## [Exercise directions]
From the records, pick out and copy each line containing "below".

## [Record set]
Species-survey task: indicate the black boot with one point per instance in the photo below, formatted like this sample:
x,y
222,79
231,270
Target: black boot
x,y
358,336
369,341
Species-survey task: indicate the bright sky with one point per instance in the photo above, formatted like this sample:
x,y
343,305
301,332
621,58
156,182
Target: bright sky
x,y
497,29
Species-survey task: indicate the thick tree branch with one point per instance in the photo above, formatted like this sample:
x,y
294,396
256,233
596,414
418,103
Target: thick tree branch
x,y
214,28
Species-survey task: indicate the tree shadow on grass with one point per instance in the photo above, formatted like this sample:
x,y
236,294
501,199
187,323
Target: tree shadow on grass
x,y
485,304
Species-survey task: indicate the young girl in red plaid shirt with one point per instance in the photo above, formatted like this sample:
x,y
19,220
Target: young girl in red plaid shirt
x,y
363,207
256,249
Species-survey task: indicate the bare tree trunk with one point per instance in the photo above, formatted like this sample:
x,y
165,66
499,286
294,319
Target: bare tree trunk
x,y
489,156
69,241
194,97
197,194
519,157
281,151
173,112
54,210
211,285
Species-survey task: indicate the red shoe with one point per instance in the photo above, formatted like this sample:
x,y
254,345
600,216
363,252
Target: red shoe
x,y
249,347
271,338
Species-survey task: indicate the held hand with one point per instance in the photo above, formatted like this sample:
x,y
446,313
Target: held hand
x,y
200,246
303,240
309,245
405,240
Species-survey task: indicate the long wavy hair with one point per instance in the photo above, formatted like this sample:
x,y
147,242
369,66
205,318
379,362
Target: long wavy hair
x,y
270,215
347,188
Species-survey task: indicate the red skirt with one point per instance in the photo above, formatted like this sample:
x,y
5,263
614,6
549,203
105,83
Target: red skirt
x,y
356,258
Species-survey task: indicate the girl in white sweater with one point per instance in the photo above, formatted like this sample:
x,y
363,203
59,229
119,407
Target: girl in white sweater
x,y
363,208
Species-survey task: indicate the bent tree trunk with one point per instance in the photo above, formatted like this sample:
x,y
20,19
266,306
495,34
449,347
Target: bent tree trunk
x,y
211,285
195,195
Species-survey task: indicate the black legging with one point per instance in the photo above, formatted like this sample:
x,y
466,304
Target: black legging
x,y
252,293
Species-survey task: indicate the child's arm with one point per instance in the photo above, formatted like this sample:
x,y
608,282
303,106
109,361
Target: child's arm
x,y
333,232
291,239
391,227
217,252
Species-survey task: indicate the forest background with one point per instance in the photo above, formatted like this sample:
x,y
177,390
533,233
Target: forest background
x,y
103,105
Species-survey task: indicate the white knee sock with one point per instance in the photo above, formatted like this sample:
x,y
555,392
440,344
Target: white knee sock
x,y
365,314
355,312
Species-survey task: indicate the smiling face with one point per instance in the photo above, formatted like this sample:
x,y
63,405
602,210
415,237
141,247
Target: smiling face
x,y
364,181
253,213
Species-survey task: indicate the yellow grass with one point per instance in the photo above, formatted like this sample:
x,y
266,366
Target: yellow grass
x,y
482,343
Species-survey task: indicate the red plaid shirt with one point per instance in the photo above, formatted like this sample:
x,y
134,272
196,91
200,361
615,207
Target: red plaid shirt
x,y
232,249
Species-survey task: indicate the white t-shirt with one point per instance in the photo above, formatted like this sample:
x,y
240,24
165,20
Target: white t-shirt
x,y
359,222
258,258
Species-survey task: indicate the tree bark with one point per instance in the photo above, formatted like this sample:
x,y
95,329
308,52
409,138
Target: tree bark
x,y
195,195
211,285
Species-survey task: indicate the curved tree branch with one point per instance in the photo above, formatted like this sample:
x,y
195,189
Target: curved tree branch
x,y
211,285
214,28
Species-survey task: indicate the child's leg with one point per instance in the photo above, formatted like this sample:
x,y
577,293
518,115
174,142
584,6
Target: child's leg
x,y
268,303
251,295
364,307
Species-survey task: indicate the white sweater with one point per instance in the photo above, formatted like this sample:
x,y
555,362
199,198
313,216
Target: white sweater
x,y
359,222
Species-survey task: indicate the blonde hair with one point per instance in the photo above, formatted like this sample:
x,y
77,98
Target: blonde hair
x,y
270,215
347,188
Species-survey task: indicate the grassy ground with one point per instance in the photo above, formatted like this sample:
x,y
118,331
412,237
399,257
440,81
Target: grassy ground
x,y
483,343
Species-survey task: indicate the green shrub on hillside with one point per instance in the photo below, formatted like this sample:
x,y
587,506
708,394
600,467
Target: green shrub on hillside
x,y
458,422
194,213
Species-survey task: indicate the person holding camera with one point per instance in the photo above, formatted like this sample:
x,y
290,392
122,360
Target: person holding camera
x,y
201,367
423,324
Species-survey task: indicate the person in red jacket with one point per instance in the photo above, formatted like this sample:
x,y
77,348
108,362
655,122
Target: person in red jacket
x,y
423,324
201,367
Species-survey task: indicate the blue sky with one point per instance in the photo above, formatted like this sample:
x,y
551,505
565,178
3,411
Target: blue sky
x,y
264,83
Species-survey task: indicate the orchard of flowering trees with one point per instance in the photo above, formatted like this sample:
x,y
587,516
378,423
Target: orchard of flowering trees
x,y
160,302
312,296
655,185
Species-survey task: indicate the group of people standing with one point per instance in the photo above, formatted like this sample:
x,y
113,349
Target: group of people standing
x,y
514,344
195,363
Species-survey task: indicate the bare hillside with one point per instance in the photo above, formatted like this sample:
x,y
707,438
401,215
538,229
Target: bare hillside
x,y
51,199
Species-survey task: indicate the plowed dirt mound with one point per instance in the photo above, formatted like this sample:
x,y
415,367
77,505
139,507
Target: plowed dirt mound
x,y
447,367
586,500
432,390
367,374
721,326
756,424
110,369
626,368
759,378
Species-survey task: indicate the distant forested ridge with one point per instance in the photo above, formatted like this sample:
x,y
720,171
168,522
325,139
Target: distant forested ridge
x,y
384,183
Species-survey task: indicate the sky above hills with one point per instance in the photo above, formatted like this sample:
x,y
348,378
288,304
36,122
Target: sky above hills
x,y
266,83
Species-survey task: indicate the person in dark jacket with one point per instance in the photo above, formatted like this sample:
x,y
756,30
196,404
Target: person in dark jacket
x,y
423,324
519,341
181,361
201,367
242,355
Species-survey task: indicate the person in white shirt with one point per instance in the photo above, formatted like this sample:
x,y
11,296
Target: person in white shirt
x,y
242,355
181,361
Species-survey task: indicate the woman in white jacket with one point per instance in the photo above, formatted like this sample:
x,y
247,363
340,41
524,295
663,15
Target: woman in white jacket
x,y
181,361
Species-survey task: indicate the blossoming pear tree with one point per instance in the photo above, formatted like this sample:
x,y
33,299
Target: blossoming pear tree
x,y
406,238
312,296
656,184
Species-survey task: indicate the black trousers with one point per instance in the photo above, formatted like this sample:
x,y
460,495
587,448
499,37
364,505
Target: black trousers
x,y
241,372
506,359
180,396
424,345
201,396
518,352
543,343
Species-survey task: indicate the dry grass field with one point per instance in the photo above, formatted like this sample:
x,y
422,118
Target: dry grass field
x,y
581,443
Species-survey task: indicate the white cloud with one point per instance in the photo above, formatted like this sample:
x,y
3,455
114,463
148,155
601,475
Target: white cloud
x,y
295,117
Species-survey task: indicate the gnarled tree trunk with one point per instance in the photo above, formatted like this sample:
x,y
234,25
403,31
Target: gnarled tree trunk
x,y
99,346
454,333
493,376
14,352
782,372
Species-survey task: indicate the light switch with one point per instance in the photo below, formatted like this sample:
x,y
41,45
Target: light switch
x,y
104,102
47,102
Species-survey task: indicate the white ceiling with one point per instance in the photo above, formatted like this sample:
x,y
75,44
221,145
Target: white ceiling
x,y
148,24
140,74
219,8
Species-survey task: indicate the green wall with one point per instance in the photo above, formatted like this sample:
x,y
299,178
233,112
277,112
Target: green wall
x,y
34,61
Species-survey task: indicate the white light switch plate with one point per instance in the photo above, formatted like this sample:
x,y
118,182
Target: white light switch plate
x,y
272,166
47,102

## [Result]
Species-survey task: indicate the black boot with one point per instance in the photo below, formatted like this sample:
Species-survey task: indicate the green shrub on hillside with one point per instance in the photo below, formatted like this sample:
Species-survey task: indicate the light switch with one point per instance in the photo below, formatted like this sample:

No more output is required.